(TEXT PASSAGE):
.....
November 16, 2009
Chinese Drywall Mess Brings New Focus To Indoor Air Quality Issues
By Michael D. Shaw
On October 29th, the Consumer Product Safety Commission—lead agency in a governmental task force investigating the problem—arranged a media conference call to discuss the results of their report released on that date entitled “Initial Chinese Drywall Studies.” Many observers were hoping for more definitive findings, but some generic points did come out.
Although temporary health effects were acknowledged, air sampling results did not indicate any substances at levels which would be associated with these symptoms. Yet, the symptoms reported were recognized as being in line with what is normally found in cases of residential indoor air contamination. Certain exposure scenarios were identified that could explain some of the temporary symptoms of upper airway and eye irritation. It was also mentioned that mixtures of chemicals in these homes could cause additive or synergistic effects, but there is not a standard way to evaluate these potential effects.
.....
(PROVIDED INFORMATION):

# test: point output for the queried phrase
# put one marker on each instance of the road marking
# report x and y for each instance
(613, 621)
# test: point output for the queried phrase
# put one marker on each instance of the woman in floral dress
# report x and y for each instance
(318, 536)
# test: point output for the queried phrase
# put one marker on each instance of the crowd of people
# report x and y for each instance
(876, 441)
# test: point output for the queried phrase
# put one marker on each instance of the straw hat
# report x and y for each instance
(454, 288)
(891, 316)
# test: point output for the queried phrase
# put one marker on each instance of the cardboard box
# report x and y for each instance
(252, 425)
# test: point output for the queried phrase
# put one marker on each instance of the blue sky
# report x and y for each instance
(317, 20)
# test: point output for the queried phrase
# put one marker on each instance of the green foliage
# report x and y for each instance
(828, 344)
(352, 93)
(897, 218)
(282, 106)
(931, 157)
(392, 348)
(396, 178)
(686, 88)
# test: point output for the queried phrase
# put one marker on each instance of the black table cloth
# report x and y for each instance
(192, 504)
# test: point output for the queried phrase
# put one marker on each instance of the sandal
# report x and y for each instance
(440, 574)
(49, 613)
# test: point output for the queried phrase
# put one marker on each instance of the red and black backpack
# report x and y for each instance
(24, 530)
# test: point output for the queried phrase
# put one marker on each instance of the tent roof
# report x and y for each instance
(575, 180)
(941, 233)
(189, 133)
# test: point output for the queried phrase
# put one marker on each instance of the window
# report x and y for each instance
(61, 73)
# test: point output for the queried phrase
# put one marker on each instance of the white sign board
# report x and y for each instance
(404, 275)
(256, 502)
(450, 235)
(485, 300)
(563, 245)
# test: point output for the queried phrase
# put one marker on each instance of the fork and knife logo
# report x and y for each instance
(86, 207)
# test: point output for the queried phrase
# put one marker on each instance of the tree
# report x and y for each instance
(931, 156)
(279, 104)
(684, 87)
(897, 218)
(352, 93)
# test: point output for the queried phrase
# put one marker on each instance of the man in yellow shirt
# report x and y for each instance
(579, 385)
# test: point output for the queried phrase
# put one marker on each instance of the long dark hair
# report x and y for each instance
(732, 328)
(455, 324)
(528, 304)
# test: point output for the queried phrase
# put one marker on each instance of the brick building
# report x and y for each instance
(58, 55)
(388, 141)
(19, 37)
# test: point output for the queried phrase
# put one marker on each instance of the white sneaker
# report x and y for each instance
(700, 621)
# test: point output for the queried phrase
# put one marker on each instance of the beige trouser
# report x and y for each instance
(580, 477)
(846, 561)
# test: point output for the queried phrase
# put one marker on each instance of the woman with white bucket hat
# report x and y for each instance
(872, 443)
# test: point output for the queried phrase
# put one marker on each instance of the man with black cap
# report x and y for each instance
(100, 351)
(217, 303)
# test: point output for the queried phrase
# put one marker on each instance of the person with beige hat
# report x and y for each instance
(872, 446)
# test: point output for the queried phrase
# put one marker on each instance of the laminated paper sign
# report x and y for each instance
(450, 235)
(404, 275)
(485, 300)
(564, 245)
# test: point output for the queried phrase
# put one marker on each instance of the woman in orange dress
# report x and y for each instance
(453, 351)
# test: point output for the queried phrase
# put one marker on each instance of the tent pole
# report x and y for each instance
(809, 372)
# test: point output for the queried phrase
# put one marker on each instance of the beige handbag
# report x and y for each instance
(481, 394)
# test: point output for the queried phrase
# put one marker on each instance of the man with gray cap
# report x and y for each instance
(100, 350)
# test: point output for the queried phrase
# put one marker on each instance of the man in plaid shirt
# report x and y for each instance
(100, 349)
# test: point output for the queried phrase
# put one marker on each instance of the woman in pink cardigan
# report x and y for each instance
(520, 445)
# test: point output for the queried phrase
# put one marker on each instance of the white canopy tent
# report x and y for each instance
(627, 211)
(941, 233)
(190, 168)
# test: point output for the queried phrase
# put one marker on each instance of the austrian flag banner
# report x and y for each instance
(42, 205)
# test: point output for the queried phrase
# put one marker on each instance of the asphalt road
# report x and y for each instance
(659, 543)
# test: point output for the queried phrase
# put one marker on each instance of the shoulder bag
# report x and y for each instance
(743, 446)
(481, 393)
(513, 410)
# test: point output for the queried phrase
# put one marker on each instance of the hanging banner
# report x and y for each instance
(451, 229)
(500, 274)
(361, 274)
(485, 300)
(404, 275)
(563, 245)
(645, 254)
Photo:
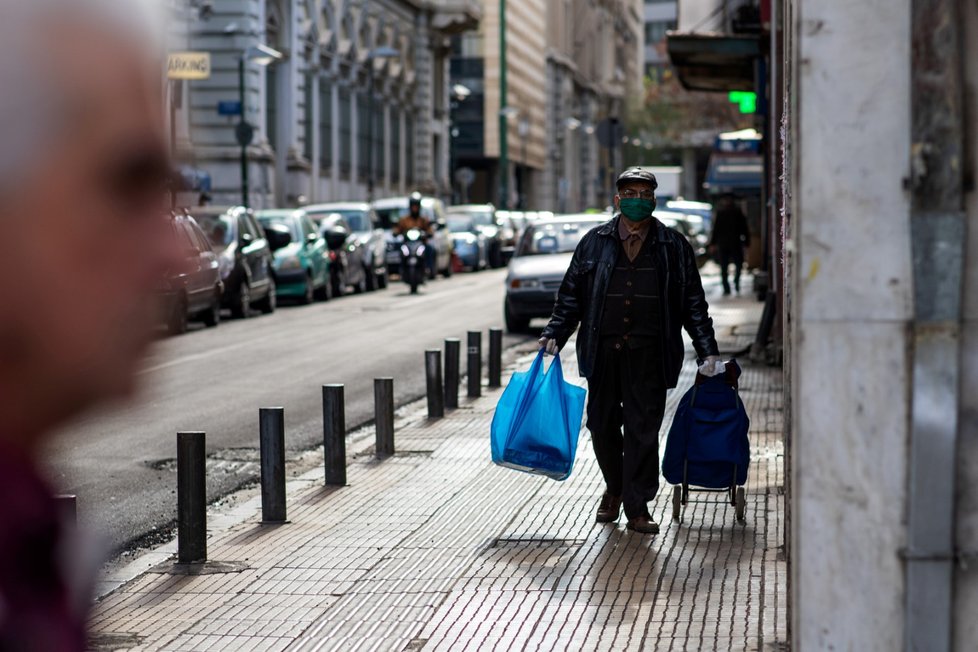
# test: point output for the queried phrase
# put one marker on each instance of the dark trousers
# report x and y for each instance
(731, 256)
(626, 391)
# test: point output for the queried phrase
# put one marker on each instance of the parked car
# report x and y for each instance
(366, 227)
(390, 211)
(468, 240)
(486, 221)
(193, 289)
(539, 264)
(300, 257)
(244, 256)
(701, 209)
(347, 255)
(683, 224)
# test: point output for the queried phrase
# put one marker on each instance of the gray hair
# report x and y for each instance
(29, 102)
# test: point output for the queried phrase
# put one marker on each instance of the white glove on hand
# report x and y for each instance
(712, 366)
(549, 345)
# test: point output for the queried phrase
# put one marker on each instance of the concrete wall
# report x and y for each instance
(851, 280)
(966, 539)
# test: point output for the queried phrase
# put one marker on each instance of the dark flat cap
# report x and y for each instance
(636, 173)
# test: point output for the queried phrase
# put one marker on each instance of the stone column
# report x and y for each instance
(315, 145)
(424, 106)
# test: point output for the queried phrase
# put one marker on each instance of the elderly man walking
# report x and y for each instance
(632, 285)
(83, 172)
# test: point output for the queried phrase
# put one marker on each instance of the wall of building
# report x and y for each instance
(966, 535)
(851, 279)
(314, 110)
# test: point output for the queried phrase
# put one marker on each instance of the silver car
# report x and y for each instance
(367, 229)
(537, 269)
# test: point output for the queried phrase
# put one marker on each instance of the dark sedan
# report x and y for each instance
(192, 290)
(244, 256)
(539, 264)
(347, 255)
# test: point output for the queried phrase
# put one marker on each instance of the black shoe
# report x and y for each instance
(609, 509)
(643, 525)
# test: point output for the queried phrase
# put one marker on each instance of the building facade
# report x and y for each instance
(660, 16)
(570, 65)
(357, 104)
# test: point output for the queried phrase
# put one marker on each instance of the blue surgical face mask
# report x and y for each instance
(636, 209)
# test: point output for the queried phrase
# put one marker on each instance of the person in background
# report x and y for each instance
(633, 286)
(84, 169)
(415, 219)
(729, 239)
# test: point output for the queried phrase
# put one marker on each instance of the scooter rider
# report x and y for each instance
(416, 220)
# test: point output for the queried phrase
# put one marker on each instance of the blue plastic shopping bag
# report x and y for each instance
(537, 421)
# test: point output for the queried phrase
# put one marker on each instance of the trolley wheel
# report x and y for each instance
(741, 504)
(677, 503)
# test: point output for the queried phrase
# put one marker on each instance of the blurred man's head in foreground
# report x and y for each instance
(83, 167)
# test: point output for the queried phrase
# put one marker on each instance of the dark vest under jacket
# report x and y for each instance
(631, 309)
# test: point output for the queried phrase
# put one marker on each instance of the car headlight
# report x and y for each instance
(225, 263)
(524, 283)
(289, 263)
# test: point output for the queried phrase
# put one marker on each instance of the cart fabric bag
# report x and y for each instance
(538, 421)
(709, 434)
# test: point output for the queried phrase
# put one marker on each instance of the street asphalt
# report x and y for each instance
(120, 462)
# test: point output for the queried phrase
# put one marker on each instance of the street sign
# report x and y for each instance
(229, 107)
(465, 176)
(244, 133)
(188, 65)
(609, 132)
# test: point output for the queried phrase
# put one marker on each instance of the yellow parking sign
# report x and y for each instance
(189, 65)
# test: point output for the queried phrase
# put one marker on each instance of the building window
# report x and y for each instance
(409, 147)
(325, 124)
(363, 134)
(656, 31)
(395, 146)
(308, 121)
(378, 144)
(346, 132)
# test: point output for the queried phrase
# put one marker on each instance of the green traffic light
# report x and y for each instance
(746, 100)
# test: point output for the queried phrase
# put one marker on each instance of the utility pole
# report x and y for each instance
(503, 121)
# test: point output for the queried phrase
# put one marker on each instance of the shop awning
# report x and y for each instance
(714, 62)
(734, 173)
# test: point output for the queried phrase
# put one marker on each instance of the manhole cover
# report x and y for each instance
(112, 641)
(204, 568)
(536, 542)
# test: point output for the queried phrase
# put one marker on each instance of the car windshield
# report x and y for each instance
(482, 218)
(289, 223)
(220, 229)
(553, 237)
(459, 222)
(357, 219)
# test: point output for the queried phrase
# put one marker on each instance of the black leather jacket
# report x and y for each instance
(580, 299)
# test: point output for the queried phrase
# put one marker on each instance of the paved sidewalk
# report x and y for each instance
(437, 549)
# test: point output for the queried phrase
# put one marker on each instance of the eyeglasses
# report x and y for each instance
(634, 194)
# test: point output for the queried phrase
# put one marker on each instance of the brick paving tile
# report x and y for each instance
(437, 549)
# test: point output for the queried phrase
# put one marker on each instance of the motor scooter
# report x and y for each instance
(413, 258)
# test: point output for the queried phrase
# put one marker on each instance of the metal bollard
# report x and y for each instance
(191, 498)
(453, 349)
(271, 439)
(384, 416)
(67, 505)
(475, 364)
(495, 357)
(436, 392)
(334, 434)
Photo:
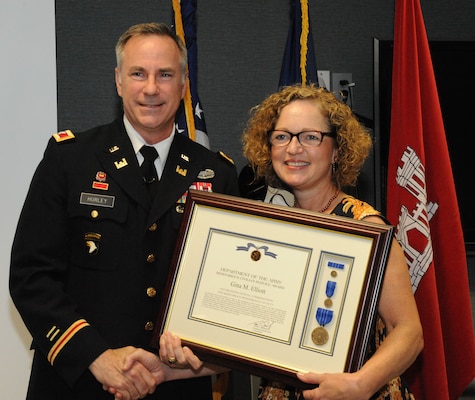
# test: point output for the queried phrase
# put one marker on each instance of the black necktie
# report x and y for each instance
(148, 169)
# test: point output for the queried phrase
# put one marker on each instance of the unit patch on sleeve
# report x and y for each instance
(63, 135)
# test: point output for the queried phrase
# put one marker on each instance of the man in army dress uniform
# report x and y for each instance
(92, 249)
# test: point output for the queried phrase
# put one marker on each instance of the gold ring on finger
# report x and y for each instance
(171, 360)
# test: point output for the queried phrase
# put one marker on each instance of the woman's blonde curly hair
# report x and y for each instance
(353, 140)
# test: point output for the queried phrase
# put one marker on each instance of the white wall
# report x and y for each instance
(27, 119)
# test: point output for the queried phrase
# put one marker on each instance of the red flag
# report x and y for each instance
(422, 199)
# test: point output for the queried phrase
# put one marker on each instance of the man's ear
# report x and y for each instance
(118, 82)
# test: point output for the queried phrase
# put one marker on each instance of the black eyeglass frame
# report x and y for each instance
(292, 135)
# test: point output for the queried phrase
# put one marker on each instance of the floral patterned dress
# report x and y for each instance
(397, 388)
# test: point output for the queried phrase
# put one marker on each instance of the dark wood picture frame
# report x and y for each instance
(234, 299)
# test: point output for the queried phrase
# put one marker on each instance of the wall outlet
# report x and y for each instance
(323, 78)
(341, 89)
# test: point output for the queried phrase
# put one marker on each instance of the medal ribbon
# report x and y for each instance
(330, 288)
(324, 316)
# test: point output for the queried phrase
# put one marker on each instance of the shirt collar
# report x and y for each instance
(163, 147)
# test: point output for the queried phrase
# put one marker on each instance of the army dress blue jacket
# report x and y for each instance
(91, 254)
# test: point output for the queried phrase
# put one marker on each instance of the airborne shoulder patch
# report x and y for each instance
(226, 157)
(63, 136)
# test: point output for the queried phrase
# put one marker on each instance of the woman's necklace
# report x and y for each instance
(296, 204)
(330, 202)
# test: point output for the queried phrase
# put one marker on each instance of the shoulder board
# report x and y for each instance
(63, 136)
(226, 157)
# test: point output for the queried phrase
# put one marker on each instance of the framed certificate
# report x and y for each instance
(273, 290)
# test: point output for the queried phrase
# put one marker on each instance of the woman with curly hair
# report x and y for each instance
(304, 140)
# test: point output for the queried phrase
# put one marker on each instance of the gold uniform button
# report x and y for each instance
(149, 326)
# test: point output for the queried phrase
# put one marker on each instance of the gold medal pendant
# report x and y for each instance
(320, 336)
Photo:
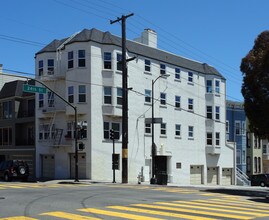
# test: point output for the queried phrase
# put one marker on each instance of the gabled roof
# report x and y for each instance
(14, 88)
(139, 49)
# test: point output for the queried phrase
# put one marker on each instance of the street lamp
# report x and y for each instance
(153, 146)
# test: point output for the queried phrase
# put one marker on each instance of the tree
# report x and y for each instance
(255, 87)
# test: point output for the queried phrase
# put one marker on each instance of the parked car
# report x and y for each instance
(14, 169)
(260, 180)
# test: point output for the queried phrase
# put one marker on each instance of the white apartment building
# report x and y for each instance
(84, 69)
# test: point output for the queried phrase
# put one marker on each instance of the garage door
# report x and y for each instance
(226, 176)
(195, 175)
(48, 166)
(212, 175)
(81, 166)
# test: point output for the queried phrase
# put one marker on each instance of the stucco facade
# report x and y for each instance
(190, 141)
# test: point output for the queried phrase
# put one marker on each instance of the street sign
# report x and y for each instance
(34, 89)
(155, 120)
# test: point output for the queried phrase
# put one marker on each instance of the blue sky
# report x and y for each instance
(219, 33)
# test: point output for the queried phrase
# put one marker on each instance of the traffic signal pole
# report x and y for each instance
(125, 100)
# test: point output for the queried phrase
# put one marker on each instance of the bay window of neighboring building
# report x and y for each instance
(147, 65)
(70, 59)
(107, 60)
(81, 58)
(71, 94)
(81, 93)
(50, 66)
(147, 96)
(111, 125)
(147, 128)
(209, 86)
(107, 95)
(40, 67)
(119, 96)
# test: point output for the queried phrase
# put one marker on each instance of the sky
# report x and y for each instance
(219, 33)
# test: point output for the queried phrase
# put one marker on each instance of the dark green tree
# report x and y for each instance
(255, 87)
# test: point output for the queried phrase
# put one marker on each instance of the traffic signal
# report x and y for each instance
(111, 134)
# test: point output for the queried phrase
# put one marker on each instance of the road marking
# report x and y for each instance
(18, 218)
(207, 205)
(228, 204)
(194, 211)
(67, 215)
(117, 214)
(168, 214)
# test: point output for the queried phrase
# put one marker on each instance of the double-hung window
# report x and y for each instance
(119, 62)
(107, 95)
(70, 59)
(190, 77)
(217, 113)
(50, 66)
(107, 60)
(190, 104)
(217, 138)
(209, 86)
(147, 128)
(217, 86)
(81, 58)
(147, 96)
(81, 93)
(163, 128)
(71, 94)
(40, 67)
(177, 101)
(162, 69)
(177, 73)
(119, 96)
(147, 65)
(163, 98)
(209, 112)
(40, 100)
(177, 130)
(191, 132)
(209, 138)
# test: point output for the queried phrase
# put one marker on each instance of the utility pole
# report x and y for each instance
(124, 99)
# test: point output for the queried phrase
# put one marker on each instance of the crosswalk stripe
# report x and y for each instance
(221, 206)
(67, 215)
(18, 218)
(168, 214)
(194, 211)
(212, 209)
(117, 214)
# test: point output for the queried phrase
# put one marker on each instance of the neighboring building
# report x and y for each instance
(84, 68)
(254, 153)
(265, 155)
(17, 124)
(236, 131)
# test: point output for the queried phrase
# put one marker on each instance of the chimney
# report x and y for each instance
(148, 37)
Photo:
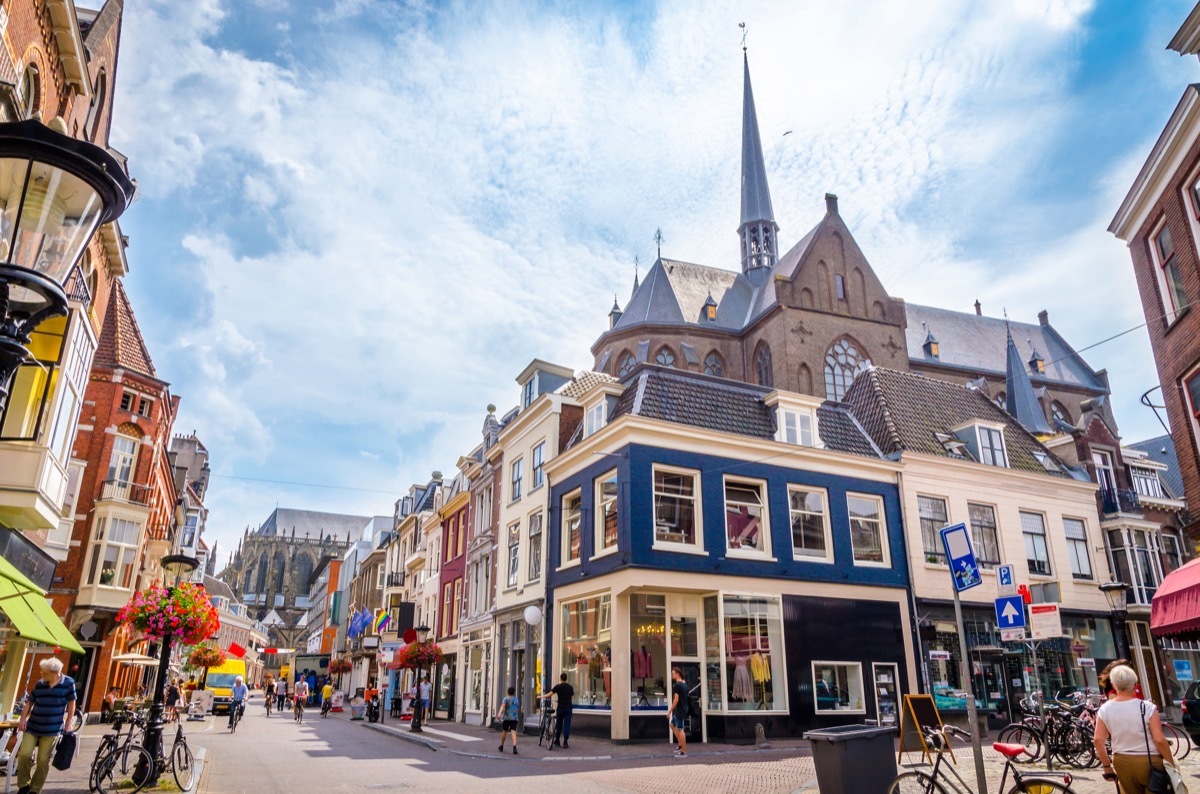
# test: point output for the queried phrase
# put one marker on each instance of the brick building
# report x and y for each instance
(1159, 220)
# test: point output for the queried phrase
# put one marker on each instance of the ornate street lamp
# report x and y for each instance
(55, 191)
(175, 569)
(1117, 593)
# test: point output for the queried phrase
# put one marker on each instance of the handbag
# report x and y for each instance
(64, 751)
(1159, 781)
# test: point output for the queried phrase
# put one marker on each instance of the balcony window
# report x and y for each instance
(114, 552)
(933, 518)
(1033, 529)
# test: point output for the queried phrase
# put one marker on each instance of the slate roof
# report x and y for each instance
(1161, 449)
(120, 338)
(967, 341)
(727, 407)
(905, 411)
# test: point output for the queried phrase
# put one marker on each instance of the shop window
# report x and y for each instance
(647, 638)
(838, 686)
(587, 651)
(933, 519)
(868, 531)
(747, 528)
(573, 506)
(606, 513)
(810, 524)
(1077, 548)
(754, 654)
(676, 507)
(1033, 528)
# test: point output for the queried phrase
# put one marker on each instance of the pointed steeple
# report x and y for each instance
(1019, 397)
(759, 229)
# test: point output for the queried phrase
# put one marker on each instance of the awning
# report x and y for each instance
(1175, 608)
(24, 603)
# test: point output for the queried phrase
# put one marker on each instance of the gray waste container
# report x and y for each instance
(853, 759)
.....
(EXERCISE SET):
A. According to the Chinese drywall article, what was the title of the report released on October 29th?
B. Carry the Chinese drywall article on past its last sentence.
The rows are separate from the Chinese drywall article.

(SOLVED TASKS):
A. "Initial Chinese Drywall Studies."

B.
In fact, fully understanding the effects of low-level environmental contaminants (at a given locale) on human health is extremely difficult, because of the many confounding factors. These would include:
- Psychosomatic false positive reactions
- Exposure to toxins outside the home
- Current health of the subject
- Variations in ventilation parameters
- Claimed symptoms are common to a host of causative factors
- Variation in sensitivity to contaminants among different people
On the regulatory side, there is a reluctance to establish a threshold below which a problem would be ignored. This, in itself, can foster continuously decreasing allowable levels for chemicals, based not on data, but on a misguided attempt to protect everyone. And, in a vicious cycle, the existence of an already very low permissible level promotes imaginary symptoms among those who believe they are in such an environment, thus promoting even lower regulatory levels.
But beyond tainted drywall, there is renewed interest in the overall matter of indoor air quality.
At the recent annual meeting of the American College of Allergy, Asthma and Immunology, experts noted that “Damp environments, poorly maintained heating and air-conditioning systems, and carpeting may contribute to poor indoor air quality.” Too high a humidity was cited as a key factor by building scientist Doug Garrett: “Moisture leads to conditions that are conducive to dust mites and mold, as well as bacteria, yeast, and other living organisms.”
In light of the emerging theory of bacterial etiology of tainted drywall, this gives one pause. Garrett also reminds us that even if someone is not allergic, molds may produce mycotoxins and volatile organic chemicals that not only smell bad, they can also cause respiratory irritation.
Indoor air quality guru Bud Offerman was the principal investigator on a study completed in 2008 entitled “Ventilation and Indoor Air Quality in New California Homes.” There were some disturbing findings…
- Many homeowners never open their windows or doors, especially in the winter months.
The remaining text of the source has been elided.